Set problem:
Copy verbatim the lines of the listing below, starting at the line that contains "Practice. Find the white double" and ending with the final line of the listing.

Data items:
>> Start

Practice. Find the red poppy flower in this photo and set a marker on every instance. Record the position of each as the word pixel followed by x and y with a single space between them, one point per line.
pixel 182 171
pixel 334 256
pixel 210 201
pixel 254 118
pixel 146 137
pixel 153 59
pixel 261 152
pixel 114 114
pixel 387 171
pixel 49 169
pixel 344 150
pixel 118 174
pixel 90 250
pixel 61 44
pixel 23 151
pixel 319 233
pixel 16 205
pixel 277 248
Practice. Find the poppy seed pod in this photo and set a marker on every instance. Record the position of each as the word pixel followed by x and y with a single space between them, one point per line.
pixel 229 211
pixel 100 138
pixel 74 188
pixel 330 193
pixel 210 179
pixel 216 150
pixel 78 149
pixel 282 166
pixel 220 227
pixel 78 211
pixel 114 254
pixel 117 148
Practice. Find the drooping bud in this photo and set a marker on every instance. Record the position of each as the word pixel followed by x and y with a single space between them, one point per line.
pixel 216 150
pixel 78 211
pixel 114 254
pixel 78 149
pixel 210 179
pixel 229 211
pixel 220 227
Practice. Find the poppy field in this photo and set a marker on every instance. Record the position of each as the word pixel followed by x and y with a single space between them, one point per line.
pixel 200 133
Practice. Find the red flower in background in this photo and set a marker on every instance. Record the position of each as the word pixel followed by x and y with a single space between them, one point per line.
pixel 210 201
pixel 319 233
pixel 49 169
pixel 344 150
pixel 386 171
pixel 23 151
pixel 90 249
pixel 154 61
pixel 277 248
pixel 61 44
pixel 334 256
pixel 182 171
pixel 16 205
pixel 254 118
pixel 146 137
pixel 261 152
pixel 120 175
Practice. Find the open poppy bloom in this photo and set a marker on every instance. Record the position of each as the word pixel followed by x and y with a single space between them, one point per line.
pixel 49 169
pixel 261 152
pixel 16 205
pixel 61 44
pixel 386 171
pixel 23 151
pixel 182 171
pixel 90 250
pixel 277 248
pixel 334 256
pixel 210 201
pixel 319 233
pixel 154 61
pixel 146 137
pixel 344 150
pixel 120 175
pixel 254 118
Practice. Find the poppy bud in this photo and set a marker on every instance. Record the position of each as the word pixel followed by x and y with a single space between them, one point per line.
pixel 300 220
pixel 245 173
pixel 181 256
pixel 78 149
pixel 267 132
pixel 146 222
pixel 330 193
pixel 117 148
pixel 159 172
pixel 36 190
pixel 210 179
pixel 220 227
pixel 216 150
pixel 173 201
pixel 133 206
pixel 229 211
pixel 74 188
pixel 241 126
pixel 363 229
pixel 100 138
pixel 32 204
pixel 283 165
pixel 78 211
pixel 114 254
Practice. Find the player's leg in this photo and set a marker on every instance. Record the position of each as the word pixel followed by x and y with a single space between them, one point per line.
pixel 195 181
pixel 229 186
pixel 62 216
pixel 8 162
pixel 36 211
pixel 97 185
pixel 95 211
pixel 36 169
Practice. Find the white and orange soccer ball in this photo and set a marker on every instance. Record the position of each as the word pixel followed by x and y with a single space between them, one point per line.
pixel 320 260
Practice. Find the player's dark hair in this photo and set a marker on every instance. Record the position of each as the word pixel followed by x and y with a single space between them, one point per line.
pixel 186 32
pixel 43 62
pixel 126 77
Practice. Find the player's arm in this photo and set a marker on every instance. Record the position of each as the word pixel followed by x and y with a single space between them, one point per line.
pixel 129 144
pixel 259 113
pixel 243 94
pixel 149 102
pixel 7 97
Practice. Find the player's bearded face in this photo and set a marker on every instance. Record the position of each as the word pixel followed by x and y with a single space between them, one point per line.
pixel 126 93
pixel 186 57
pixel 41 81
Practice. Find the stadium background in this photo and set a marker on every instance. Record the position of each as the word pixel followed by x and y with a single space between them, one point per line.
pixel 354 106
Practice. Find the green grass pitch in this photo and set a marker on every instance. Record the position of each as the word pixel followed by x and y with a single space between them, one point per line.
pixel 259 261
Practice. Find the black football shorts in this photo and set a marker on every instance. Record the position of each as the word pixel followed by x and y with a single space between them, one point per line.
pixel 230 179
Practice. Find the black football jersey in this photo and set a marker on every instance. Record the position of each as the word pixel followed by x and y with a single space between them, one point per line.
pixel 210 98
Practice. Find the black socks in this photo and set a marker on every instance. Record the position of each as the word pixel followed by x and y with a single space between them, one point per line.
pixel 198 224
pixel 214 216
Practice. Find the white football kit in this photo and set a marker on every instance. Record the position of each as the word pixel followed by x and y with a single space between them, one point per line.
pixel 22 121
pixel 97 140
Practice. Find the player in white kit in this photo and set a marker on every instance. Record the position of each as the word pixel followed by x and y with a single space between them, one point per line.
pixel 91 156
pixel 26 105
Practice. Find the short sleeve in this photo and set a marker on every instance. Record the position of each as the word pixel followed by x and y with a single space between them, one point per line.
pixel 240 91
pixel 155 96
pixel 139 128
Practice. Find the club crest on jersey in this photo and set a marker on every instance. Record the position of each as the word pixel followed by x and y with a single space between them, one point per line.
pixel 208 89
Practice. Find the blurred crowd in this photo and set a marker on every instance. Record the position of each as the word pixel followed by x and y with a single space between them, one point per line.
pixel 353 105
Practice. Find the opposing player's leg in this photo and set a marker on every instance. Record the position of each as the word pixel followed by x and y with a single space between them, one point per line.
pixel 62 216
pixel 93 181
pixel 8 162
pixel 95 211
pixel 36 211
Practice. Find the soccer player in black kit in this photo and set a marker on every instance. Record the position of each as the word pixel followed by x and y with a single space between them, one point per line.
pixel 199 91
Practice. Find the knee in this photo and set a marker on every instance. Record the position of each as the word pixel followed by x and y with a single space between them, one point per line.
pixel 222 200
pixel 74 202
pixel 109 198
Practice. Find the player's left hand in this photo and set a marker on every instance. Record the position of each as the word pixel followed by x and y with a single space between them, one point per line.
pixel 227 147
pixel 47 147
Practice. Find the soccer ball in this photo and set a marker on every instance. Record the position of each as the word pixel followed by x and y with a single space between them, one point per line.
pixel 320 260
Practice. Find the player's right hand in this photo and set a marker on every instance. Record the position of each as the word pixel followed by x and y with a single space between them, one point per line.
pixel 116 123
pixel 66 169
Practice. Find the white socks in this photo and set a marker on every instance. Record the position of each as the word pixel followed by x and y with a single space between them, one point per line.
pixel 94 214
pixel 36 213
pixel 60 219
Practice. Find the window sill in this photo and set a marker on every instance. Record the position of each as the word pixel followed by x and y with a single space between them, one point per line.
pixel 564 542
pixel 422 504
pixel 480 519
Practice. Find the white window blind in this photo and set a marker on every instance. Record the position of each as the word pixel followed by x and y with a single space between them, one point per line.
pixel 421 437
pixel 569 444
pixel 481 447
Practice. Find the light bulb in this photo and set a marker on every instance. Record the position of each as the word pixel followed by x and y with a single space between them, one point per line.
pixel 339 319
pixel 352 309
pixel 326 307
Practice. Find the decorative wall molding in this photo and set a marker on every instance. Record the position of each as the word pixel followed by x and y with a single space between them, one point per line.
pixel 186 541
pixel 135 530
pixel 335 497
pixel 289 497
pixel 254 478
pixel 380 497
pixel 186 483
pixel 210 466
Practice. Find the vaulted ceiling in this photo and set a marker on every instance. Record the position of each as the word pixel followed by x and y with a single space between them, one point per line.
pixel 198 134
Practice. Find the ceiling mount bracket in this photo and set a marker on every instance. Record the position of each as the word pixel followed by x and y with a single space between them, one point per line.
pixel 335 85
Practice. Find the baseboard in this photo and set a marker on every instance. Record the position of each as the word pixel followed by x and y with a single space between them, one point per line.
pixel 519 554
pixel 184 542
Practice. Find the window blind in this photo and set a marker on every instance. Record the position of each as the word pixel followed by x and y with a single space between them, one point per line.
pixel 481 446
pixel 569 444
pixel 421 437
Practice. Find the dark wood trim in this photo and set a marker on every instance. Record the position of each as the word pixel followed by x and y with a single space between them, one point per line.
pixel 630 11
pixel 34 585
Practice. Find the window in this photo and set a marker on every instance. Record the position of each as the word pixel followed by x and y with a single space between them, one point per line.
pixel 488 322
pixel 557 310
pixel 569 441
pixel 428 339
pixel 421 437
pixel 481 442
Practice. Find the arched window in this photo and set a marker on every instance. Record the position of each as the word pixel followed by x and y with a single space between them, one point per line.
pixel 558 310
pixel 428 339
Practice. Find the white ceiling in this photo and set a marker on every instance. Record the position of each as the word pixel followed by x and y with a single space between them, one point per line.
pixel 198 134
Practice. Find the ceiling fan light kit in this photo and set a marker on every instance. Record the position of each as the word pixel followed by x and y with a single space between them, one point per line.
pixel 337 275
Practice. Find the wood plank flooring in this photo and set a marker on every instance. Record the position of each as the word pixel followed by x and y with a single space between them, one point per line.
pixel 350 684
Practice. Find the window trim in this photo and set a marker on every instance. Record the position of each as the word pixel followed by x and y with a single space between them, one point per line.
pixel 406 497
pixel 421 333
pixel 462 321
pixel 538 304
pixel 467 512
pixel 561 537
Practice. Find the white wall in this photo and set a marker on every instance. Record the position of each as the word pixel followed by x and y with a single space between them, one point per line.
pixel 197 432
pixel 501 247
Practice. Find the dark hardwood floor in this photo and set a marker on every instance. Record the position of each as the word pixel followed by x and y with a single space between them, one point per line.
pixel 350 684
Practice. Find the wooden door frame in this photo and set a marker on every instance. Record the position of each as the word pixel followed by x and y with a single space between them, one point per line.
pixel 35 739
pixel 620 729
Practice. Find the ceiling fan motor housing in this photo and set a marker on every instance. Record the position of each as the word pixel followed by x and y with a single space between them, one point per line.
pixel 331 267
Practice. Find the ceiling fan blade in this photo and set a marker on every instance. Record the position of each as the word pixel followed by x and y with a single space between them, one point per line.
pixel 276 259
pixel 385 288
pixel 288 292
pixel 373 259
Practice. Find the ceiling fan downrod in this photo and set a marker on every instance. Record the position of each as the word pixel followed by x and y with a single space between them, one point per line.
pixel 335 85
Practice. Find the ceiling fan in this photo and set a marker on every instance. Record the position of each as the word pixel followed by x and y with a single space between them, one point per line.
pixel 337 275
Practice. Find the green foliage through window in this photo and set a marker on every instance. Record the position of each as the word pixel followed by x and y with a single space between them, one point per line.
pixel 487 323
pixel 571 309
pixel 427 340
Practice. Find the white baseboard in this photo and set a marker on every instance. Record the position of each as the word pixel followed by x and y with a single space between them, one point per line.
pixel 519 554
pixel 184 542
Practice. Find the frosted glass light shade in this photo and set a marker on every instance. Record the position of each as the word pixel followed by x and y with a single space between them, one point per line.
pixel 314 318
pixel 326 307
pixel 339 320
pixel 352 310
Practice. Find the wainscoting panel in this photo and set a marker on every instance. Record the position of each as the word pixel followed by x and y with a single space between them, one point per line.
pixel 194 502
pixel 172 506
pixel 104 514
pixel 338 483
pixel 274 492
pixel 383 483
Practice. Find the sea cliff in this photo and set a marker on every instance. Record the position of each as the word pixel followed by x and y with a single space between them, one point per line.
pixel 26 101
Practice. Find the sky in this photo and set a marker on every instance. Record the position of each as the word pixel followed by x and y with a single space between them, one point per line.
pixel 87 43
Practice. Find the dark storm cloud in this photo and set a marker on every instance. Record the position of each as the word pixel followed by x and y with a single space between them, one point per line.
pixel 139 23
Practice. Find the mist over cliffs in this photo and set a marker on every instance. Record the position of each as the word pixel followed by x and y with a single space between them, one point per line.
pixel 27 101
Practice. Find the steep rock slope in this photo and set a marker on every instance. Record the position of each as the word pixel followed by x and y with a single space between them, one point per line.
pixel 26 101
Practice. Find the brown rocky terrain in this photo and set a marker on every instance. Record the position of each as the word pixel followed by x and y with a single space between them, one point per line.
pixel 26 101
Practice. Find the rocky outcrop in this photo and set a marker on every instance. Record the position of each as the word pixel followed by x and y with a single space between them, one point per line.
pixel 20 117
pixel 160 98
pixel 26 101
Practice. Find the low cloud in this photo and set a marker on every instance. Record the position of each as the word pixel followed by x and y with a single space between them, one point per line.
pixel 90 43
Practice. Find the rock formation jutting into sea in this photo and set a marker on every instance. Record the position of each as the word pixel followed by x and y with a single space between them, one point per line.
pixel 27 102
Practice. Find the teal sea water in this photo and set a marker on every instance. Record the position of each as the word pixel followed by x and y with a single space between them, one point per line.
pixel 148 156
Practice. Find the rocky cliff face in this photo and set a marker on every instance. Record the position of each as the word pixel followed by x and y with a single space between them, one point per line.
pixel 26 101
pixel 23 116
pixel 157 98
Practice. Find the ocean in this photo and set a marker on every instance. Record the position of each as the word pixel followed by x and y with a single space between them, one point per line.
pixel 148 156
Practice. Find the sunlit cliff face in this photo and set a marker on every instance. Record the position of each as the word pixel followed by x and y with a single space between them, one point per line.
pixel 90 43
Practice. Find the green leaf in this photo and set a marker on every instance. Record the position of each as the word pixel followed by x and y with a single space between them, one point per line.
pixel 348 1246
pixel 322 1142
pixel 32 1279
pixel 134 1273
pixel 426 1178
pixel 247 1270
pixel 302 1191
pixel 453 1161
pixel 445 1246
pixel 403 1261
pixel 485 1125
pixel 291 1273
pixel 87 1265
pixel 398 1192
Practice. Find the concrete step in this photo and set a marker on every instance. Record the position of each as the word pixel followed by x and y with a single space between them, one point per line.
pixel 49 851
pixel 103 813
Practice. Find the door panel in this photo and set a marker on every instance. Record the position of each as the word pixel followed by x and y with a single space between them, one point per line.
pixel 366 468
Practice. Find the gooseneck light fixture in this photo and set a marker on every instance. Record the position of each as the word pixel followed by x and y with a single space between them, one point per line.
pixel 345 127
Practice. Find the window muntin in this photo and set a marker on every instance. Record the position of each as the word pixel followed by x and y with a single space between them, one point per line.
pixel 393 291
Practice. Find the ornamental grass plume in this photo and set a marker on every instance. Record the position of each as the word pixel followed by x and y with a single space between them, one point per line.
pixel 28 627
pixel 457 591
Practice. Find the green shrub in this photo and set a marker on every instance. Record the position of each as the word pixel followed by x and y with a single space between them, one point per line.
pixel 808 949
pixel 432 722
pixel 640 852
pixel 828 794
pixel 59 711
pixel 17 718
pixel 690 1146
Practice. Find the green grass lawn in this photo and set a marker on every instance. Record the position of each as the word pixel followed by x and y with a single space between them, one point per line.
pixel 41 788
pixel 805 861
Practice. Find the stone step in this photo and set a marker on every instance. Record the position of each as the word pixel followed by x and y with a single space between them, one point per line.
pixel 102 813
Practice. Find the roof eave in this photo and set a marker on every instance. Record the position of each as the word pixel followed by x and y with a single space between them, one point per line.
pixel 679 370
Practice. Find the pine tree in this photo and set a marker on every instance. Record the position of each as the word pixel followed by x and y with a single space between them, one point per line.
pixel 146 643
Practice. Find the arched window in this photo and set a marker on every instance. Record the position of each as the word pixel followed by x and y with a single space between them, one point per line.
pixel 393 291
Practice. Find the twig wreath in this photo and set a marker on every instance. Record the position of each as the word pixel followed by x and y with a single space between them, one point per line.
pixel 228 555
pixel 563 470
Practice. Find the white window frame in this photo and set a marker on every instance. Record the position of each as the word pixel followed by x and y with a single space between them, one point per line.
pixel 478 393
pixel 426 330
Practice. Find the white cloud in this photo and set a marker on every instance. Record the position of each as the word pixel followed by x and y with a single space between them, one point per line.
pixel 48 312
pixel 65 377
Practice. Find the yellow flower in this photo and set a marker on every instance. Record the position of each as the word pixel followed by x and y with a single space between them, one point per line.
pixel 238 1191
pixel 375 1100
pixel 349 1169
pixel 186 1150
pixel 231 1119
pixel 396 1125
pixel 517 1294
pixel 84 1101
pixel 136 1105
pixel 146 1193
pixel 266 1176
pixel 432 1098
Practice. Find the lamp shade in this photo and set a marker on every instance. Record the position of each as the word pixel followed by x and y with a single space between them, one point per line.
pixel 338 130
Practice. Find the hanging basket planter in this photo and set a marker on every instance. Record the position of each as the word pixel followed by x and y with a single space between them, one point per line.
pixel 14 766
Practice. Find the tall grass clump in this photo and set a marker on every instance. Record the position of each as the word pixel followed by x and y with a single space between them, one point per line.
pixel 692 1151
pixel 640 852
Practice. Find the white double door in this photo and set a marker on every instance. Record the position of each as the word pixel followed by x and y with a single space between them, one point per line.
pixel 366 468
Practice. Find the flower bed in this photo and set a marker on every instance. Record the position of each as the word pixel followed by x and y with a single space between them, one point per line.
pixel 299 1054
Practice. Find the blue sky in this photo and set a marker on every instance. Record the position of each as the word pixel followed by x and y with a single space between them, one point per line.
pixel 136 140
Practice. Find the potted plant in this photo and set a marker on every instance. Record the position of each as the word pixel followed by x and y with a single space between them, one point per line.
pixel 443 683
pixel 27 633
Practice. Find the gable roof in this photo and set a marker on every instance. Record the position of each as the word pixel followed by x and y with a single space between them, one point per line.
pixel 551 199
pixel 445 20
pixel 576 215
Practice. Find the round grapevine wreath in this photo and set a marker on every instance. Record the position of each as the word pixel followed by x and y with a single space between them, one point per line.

>> End

Exercise output:
Practice. Find the white double door in this photo and set a marker on every instance. Record the position of each as the word pixel followed by x and y with a single space between them, one point per line.
pixel 366 468
Practice. Find the flower bed in this photo and set a marker on every instance. Record the position of each as the word pixel followed by x and y with a single space between them, one point per line.
pixel 299 1054
Practice. Find the blue sky in this photo and set a marker on every instance. Record the position of each as the word pixel followed by x and y with a single space between them, one point per line.
pixel 136 140
Practice. Find the potted plant in this photo and set a marker on every instance. Record the position of each as the word pixel followed by x and y with a single space between them, one point per line.
pixel 443 683
pixel 27 633
Practice. Find the gable roof in this photo and set a marker on every instance. Record the position of each as the word pixel followed by x and y with a single space between them, one point per line.
pixel 551 199
pixel 445 20
pixel 576 215
Practice. Find the round grapevine wreath in this photo and set a marker on every instance. Record the position of each as the word pixel followed by x and y with a single space between them, one point per line.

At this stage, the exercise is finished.